▶ [Challenges]
a) According to the Judge class documentation below, why must a Judge subclass be given a response type as its generic parameter? Answer in one to three sentences.
b) From the listing below, pull out every line that contains the string "bark". Case counts.

Judge

A custom scorer class for creating specialized evaluation logic. The Judge class is generic and must be parameterized with a response type (BinaryResponse, CategoricalResponse, or NumericResponse).

The score method always receives an Example object. For trace-level scoring, access the trace data through data.trace.

Generic Parameters

Rrequired

:BinaryResponse | CategoricalResponse | NumericResponse

The response type that the scorer returns. Determines the structure of the scoring result.

Methods

scorerequired

:async def

Measures the score on an example. Must be implemented by subclasses. Returns a typed response based on the generic parameter.

score.py

async def score(self, data: Example) -> BinaryResponse:
    # Custom scoring logic here
    return BinaryResponse(value=True, reason="...")

Response Types

All response types include a value, reason, and optional citations field:

BinaryResponse: For true/false evaluations
- value (bool): The boolean result
- reason (str): Explanation for the result
- citations (Optional[List[Citation]]): References to specific trace spans
CategoricalResponse: For categorical evaluations
- value (str): The category name
- reason (str): Explanation for the result
- citations (Optional[List[Citation]]): References to specific trace spans
NumericResponse: For numeric evaluations
- value (float): The numeric score
- reason (str): Explanation for the result
- citations (Optional[List[Citation]]): References to specific trace spans

Usage

Example-Level Scoring

from judgeval.v1.judges import Judge, BinaryResponse
from judgeval.v1.data import Example

class CorrectnessScorer(Judge[BinaryResponse]):
    async def score(self, data: Example) -> BinaryResponse:
        actual_output = data.get_property("actual_output")
        expected_output = data.get_property("expected_output")

        if expected_output in actual_output:
            return BinaryResponse(
                value=True,
                reason="The answer contains the expected output."
            )

        return BinaryResponse(
            value=False,
            reason="The answer does not contain the expected output."
        )

client = Judgeval(project_name="my_project")

examples = [
    Example.create(input="What is 2+2?", actual_output="4", expected_output="4"),
    Example.create(input="What is 2+2?", actual_output="5", expected_output="4"),
]

results = client.evaluation.create().run(
    examples=examples,
    scorers=[CorrectnessScorer()],
    eval_run_name="correctness_run"
)

Trace-Level Scoring

For trace-level scoring, access data.trace on the Example object. See Trace for all available TraceSpan properties.

from judgeval.v1.judges import Judge, NumericResponse
from judgeval.v1.data import Example

class ToolCallScorer(Judge[NumericResponse]):
    async def score(self, data: Example) -> NumericResponse:
        if not data.trace or not data.trace.spans:
            return NumericResponse(
                value=0.0,
                reason="No trace data available."
            )

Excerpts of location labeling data
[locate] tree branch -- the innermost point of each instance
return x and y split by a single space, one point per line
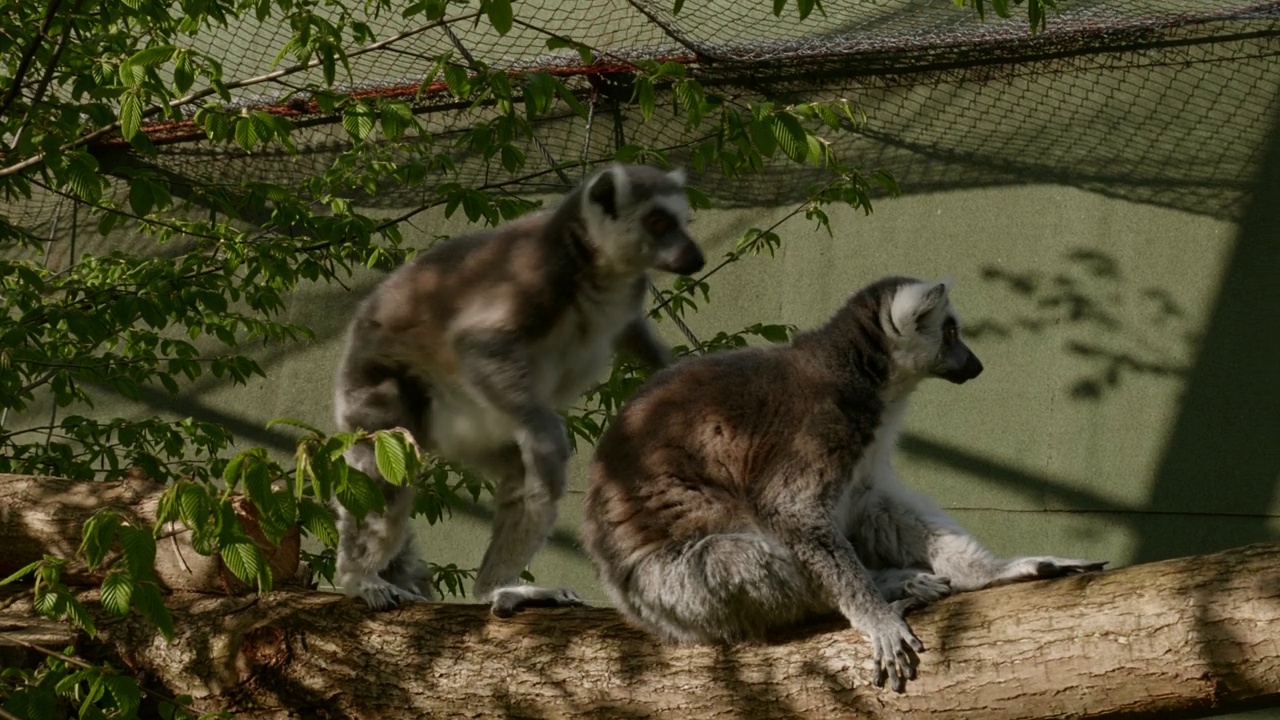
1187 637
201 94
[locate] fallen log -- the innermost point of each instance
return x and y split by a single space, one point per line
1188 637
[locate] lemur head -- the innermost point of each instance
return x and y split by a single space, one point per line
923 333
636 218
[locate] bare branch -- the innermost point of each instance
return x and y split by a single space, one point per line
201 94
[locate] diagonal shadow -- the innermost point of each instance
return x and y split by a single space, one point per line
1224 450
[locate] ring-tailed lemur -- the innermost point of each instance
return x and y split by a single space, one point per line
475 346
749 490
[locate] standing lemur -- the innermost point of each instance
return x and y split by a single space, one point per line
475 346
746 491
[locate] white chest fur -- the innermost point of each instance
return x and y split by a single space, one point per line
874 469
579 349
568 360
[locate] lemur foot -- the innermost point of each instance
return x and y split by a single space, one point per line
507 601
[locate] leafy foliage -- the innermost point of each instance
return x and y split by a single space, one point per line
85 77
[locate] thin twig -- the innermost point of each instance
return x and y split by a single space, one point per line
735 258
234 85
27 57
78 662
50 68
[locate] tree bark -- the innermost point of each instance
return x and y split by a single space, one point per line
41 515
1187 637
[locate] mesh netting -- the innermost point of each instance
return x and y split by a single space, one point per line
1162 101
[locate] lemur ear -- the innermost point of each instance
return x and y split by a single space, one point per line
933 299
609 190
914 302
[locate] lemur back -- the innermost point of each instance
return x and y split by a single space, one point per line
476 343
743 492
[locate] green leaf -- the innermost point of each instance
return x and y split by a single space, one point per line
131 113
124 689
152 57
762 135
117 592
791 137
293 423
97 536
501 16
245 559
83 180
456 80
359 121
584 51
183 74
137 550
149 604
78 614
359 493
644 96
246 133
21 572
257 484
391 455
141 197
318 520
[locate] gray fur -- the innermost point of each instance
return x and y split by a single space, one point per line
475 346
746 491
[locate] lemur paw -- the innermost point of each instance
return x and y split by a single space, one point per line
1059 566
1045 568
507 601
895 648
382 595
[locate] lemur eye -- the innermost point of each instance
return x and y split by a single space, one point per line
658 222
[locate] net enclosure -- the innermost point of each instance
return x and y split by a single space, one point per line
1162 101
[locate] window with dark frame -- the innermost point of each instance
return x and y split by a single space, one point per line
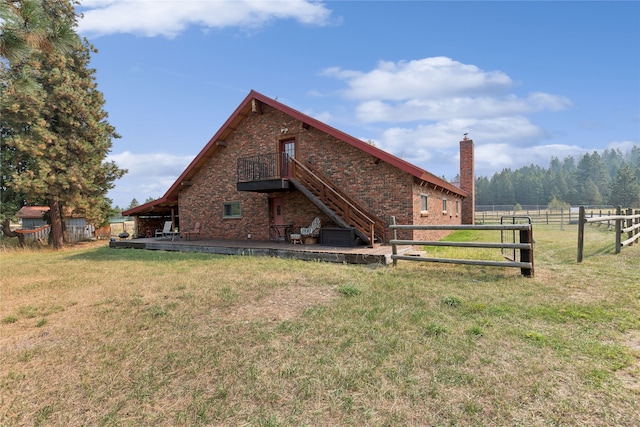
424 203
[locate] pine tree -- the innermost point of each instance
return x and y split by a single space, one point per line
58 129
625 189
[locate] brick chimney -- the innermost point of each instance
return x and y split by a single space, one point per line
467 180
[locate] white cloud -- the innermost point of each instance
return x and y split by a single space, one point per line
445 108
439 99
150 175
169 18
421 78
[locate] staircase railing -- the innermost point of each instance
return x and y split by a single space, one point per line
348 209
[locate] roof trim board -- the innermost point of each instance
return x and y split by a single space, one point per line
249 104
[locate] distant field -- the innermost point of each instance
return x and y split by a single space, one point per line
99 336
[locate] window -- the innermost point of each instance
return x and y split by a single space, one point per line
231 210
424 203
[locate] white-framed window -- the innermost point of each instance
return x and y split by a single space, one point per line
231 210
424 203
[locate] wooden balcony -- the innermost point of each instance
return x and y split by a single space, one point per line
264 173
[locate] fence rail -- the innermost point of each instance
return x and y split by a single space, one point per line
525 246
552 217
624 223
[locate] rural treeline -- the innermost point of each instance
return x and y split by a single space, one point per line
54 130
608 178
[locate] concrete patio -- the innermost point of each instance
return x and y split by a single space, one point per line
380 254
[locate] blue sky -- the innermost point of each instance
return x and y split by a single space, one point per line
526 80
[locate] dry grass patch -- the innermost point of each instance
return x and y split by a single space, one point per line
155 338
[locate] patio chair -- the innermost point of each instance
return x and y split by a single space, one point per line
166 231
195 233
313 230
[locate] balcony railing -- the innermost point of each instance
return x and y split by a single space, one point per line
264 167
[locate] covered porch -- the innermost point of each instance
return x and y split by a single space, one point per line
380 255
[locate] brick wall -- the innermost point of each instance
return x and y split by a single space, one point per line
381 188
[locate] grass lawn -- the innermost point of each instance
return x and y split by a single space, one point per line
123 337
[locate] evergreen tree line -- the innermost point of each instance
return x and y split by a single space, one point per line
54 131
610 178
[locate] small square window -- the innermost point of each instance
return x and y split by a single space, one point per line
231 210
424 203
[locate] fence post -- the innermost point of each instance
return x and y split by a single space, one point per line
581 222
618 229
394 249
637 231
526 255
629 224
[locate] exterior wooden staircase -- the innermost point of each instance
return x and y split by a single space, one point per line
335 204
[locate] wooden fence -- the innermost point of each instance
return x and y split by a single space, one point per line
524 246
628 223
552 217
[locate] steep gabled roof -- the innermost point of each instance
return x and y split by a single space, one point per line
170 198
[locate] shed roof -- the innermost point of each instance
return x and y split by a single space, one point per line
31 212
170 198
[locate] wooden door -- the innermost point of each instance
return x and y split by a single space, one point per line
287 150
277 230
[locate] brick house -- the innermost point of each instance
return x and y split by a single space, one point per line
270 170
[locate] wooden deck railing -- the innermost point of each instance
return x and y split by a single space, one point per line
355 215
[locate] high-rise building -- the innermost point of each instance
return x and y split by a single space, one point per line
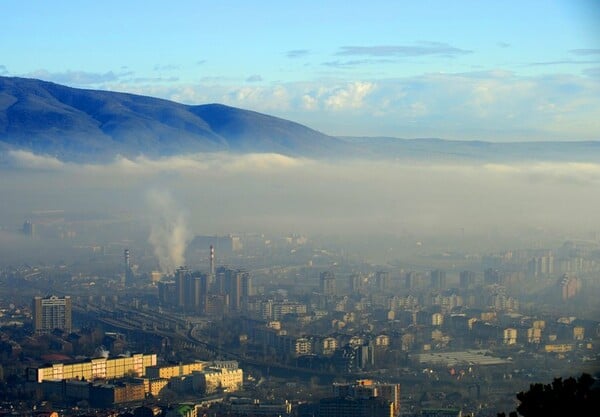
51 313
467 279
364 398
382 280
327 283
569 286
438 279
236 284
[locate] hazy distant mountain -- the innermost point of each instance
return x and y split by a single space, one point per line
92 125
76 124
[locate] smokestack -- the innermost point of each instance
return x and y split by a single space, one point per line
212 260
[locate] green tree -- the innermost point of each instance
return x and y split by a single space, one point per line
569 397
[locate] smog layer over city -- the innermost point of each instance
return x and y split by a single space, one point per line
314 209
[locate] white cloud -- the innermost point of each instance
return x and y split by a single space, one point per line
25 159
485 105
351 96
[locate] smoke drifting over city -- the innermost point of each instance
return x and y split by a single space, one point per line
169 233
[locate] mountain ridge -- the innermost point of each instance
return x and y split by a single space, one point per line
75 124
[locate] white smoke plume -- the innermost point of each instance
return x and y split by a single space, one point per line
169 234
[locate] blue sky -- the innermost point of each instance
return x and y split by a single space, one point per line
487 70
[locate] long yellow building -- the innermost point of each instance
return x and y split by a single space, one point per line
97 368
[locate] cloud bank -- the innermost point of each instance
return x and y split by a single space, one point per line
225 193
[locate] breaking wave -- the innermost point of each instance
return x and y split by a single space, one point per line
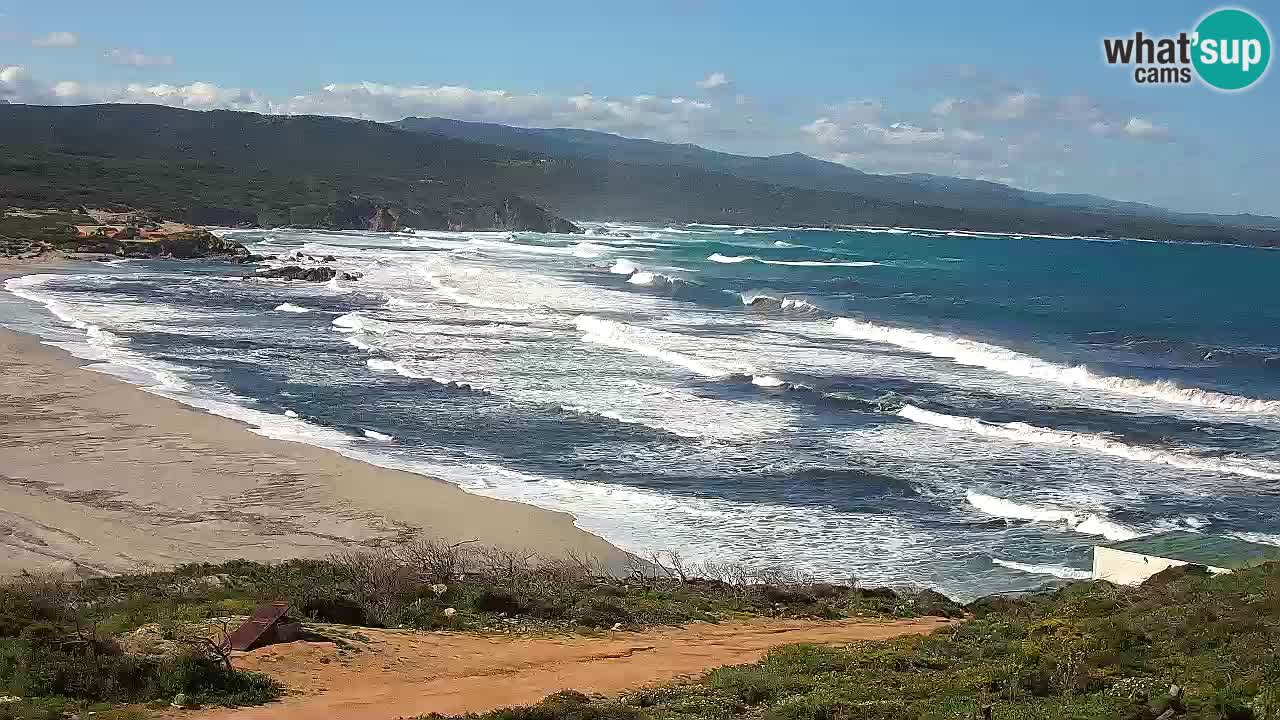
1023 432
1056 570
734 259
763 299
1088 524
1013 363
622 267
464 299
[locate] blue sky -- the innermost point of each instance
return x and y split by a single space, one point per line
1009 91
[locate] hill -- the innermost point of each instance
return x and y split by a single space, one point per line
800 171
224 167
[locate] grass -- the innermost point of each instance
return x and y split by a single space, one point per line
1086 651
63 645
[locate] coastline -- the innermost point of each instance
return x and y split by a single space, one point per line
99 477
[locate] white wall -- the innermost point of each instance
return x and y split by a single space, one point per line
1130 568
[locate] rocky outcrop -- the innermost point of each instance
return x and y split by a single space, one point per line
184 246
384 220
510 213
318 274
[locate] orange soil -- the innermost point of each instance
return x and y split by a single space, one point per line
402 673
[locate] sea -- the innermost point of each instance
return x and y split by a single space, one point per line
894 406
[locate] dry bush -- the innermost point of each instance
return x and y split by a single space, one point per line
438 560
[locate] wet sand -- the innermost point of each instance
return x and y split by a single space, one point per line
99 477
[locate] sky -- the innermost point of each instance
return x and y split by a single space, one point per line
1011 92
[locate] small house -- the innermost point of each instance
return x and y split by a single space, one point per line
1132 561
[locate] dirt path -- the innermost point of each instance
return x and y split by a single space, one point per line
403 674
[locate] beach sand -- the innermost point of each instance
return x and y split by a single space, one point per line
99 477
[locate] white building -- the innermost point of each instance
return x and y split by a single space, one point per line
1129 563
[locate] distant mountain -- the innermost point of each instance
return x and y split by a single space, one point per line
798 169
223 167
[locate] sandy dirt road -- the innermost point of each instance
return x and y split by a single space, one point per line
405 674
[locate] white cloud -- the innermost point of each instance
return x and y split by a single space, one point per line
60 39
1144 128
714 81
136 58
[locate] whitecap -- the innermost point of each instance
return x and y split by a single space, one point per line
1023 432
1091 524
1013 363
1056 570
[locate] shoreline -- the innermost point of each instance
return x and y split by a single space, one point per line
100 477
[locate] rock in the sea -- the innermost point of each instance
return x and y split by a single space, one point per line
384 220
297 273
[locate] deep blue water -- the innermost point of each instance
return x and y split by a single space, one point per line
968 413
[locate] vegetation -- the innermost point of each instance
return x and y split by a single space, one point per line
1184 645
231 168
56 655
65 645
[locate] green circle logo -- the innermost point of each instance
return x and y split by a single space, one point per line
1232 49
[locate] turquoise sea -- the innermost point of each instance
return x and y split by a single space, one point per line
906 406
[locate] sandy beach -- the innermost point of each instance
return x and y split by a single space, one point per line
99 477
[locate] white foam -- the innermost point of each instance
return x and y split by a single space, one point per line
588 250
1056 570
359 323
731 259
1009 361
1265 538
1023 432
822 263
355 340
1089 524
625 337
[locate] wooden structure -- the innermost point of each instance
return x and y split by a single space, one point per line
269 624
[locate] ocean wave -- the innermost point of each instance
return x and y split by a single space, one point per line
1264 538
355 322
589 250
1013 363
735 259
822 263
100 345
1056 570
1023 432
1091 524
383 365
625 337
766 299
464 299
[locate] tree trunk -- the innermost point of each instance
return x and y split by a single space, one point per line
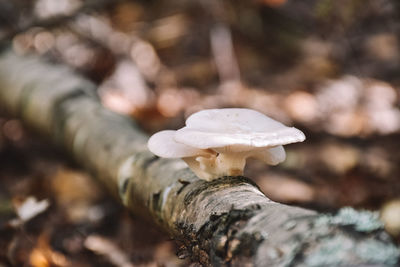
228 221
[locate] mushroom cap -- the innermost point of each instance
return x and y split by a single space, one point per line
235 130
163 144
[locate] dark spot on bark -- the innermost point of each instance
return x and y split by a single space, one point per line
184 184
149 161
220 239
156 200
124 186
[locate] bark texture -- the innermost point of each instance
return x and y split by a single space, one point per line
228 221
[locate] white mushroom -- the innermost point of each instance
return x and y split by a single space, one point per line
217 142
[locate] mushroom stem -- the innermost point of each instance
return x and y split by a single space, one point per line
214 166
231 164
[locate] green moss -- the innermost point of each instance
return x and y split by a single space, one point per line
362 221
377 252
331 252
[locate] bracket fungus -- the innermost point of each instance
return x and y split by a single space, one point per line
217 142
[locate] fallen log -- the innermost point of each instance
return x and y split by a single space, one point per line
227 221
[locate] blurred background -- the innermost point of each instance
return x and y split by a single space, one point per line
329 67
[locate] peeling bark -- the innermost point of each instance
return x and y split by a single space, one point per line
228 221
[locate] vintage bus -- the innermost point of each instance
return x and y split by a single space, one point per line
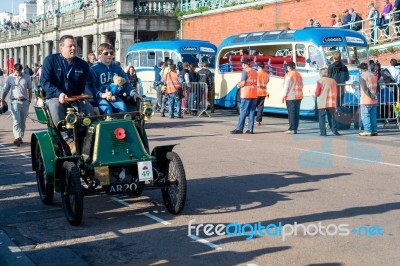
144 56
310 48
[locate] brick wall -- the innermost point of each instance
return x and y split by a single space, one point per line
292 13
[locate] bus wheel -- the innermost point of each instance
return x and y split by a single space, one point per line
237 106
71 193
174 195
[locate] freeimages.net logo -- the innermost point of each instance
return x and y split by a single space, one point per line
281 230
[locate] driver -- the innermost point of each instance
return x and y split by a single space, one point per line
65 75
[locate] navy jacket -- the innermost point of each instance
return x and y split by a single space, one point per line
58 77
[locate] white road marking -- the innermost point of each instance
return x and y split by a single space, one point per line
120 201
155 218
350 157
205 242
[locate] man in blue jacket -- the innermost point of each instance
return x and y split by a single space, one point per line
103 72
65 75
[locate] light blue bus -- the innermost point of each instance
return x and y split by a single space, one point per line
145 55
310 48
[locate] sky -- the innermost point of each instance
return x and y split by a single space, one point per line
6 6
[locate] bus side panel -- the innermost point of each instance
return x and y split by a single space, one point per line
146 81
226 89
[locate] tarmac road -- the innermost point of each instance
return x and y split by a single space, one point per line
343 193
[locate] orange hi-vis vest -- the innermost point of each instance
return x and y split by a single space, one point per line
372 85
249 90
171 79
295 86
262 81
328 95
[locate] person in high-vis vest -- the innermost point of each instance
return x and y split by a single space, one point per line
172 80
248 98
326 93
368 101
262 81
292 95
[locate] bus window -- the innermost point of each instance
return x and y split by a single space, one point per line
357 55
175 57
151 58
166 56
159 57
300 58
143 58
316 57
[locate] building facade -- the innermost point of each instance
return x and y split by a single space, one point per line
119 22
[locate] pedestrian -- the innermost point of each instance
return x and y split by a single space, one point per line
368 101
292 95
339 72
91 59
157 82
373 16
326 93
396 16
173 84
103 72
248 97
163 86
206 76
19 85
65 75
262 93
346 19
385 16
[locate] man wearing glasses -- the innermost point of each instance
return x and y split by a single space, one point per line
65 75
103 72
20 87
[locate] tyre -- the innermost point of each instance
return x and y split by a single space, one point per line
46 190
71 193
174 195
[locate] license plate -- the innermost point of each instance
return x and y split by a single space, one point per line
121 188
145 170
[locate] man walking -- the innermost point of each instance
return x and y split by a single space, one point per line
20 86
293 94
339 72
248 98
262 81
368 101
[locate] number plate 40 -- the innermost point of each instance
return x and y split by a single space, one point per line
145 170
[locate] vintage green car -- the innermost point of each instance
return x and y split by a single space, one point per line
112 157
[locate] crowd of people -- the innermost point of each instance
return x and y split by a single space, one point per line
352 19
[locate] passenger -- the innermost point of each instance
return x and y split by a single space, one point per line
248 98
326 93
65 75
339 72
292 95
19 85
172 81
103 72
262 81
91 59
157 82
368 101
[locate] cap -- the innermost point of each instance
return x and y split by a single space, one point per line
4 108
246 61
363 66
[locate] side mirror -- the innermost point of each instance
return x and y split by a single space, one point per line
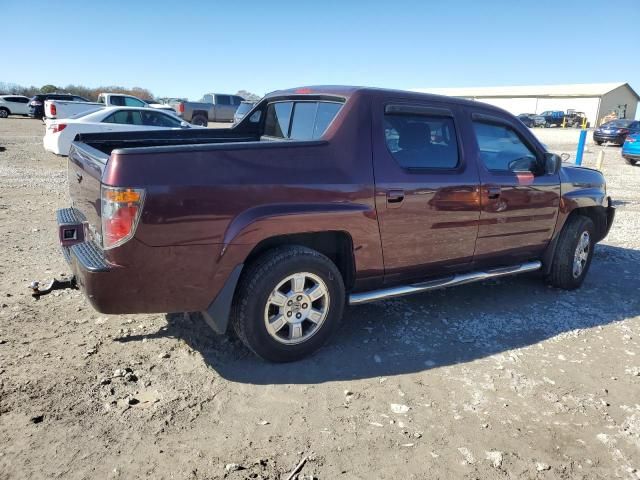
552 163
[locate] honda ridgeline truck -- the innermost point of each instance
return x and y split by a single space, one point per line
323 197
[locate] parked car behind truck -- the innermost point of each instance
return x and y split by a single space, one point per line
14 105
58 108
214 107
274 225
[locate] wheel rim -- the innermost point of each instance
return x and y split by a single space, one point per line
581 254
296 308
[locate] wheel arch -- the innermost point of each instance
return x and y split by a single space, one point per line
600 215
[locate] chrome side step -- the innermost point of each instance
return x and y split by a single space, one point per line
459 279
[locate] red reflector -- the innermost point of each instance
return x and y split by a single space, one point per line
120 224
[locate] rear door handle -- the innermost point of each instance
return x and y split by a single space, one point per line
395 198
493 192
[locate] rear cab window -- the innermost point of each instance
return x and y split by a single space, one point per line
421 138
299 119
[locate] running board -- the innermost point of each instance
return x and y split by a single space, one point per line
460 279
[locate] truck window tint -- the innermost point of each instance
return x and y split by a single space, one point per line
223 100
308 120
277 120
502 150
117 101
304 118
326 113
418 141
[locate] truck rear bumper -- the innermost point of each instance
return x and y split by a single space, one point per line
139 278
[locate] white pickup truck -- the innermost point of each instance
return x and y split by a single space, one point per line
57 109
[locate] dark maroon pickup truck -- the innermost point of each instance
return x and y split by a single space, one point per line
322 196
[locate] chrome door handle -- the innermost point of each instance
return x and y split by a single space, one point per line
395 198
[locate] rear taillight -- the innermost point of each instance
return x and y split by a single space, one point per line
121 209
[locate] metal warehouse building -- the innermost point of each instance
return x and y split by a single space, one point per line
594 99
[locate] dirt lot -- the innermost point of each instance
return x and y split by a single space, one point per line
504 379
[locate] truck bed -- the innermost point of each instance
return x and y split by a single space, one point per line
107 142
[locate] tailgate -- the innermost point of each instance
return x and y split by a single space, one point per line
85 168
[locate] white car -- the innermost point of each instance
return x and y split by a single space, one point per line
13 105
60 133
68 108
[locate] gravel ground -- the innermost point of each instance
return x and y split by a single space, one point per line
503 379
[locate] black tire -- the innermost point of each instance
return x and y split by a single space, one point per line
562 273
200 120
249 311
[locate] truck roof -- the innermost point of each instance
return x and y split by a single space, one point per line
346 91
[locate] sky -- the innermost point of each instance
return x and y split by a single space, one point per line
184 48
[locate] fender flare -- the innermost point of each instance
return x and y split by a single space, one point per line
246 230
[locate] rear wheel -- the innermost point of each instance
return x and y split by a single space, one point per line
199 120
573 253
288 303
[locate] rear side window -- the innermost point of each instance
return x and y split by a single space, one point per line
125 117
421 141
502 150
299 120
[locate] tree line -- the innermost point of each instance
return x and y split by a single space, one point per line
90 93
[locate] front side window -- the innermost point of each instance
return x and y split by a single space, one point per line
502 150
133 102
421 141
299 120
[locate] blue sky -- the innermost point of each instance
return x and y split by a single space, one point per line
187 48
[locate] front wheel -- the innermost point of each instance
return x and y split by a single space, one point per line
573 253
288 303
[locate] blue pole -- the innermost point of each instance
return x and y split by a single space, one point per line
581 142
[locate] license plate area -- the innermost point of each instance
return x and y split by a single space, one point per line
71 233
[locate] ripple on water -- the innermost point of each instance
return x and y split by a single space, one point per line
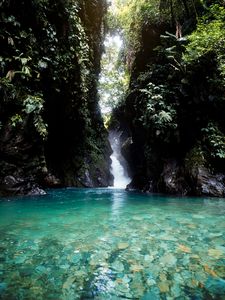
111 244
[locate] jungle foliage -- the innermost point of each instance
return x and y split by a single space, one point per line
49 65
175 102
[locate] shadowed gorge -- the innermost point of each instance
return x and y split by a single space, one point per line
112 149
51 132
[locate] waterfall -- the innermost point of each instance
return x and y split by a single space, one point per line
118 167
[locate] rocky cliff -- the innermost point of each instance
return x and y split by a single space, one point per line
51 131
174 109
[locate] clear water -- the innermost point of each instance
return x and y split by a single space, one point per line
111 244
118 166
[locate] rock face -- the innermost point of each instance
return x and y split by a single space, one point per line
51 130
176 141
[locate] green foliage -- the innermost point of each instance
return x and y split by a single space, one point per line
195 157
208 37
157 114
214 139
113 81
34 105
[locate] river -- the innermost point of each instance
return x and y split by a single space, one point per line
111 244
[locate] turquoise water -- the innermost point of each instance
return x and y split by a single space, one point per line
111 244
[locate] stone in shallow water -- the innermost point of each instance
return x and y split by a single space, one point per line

▶ [Exercise answers]
a) The generic parameter is the response type that the scorer returns, so it determines the structure of the scoring result. The score method then returns a typed response that matches this parameter: BinaryResponse, CategoricalResponse, or NumericResponse.

b)
[locate] tree bark -- the innermost point of each instance
[locate] dark spot on bark -- the innermost point of each instance
[locate] bark texture -- the innermost point of each instance
[locate] peeling bark -- the innermost point of each instance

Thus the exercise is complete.